◆ Given request: Could you lay out every one of the lines below as a Markdown table with the columns "Row" and "Line", numbering each row and skipping blank lines?

◆ Provided records:
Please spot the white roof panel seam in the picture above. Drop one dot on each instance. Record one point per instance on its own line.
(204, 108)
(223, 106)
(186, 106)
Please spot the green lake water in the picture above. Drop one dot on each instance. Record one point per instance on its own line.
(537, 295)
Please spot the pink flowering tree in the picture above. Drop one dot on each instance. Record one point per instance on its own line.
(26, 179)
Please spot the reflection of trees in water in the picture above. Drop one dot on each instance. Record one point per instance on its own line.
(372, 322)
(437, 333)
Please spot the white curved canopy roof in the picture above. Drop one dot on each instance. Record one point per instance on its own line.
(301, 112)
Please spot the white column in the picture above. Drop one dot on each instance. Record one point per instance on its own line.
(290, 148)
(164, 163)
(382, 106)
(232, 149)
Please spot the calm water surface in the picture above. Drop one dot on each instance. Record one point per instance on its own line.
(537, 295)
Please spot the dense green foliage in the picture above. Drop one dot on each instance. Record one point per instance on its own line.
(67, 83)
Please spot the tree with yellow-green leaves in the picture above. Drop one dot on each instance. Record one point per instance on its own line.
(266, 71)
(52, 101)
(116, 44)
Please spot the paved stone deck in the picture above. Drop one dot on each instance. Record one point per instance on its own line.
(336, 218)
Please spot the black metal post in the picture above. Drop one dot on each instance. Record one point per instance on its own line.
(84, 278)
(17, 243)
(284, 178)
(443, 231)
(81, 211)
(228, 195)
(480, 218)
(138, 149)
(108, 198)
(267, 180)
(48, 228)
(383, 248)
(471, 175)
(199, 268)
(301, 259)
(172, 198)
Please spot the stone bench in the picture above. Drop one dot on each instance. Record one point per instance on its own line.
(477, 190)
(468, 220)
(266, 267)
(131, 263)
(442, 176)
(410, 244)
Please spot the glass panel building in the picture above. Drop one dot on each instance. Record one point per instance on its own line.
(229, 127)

◆ Exercise result:
| Row | Line |
|---|---|
| 1 | Please spot the white roof panel seam in the picture above. Drop one dot on each instance. Record one point per instance on its own line. |
| 2 | (204, 108) |
| 3 | (223, 106) |
| 4 | (186, 106) |
| 5 | Please spot the green lake water in the picture above. Drop one dot on each instance. Record one point per instance on its own line. |
| 6 | (537, 295) |
| 7 | Please spot the pink flowering tree in the picture above. Drop one dot on each instance. Record one point per instance on its own line. |
| 8 | (26, 179) |
| 9 | Please spot the reflection of trees in water in the picture above. Drop one dot on each instance. Record one point per instance on its own line. |
| 10 | (372, 322) |
| 11 | (437, 333) |
| 12 | Please spot the white curved canopy roof in the picture above. Drop one dot on each instance. Record one point per instance on its own line. |
| 13 | (301, 112) |
| 14 | Please spot the white column in the picture above. Drop one dot on each instance. Record one point per instance on its own line. |
| 15 | (290, 148) |
| 16 | (164, 163) |
| 17 | (382, 106) |
| 18 | (232, 149) |
| 19 | Please spot the calm water surface in the picture above. Drop one dot on each instance. Record one point per instance on its own line. |
| 20 | (537, 295) |
| 21 | Please spot the dense green foliage in the picture above. Drop one dot on each instance. Record one point per instance on its own line. |
| 22 | (67, 83) |
| 23 | Please spot the tree with yellow-green leaves in the picture above. Drop one dot on each instance. Record one point per instance on its own line. |
| 24 | (266, 71) |
| 25 | (52, 101) |
| 26 | (116, 44) |
| 27 | Please spot the paved stone deck in the picture above. Drop one dot on each instance. Record one point per instance on its own line. |
| 28 | (336, 218) |
| 29 | Please spot the black metal post in the picture above. Drop one dot on each instance. Record one point per instance on its own line. |
| 30 | (84, 278) |
| 31 | (17, 243) |
| 32 | (284, 178) |
| 33 | (443, 231) |
| 34 | (81, 211) |
| 35 | (228, 195) |
| 36 | (480, 218) |
| 37 | (138, 149) |
| 38 | (108, 198) |
| 39 | (267, 180) |
| 40 | (48, 228) |
| 41 | (383, 248) |
| 42 | (471, 175) |
| 43 | (199, 268) |
| 44 | (301, 259) |
| 45 | (172, 198) |
| 46 | Please spot the stone bench in the picture above. Drop one dot on each instance. Record one point per instance on its own line. |
| 47 | (477, 190) |
| 48 | (468, 220) |
| 49 | (266, 267) |
| 50 | (131, 263) |
| 51 | (442, 176) |
| 52 | (410, 244) |
| 53 | Please spot the glass panel building in the picture above. Drop one dot on each instance. Record one point per instance on its own line. |
| 54 | (229, 127) |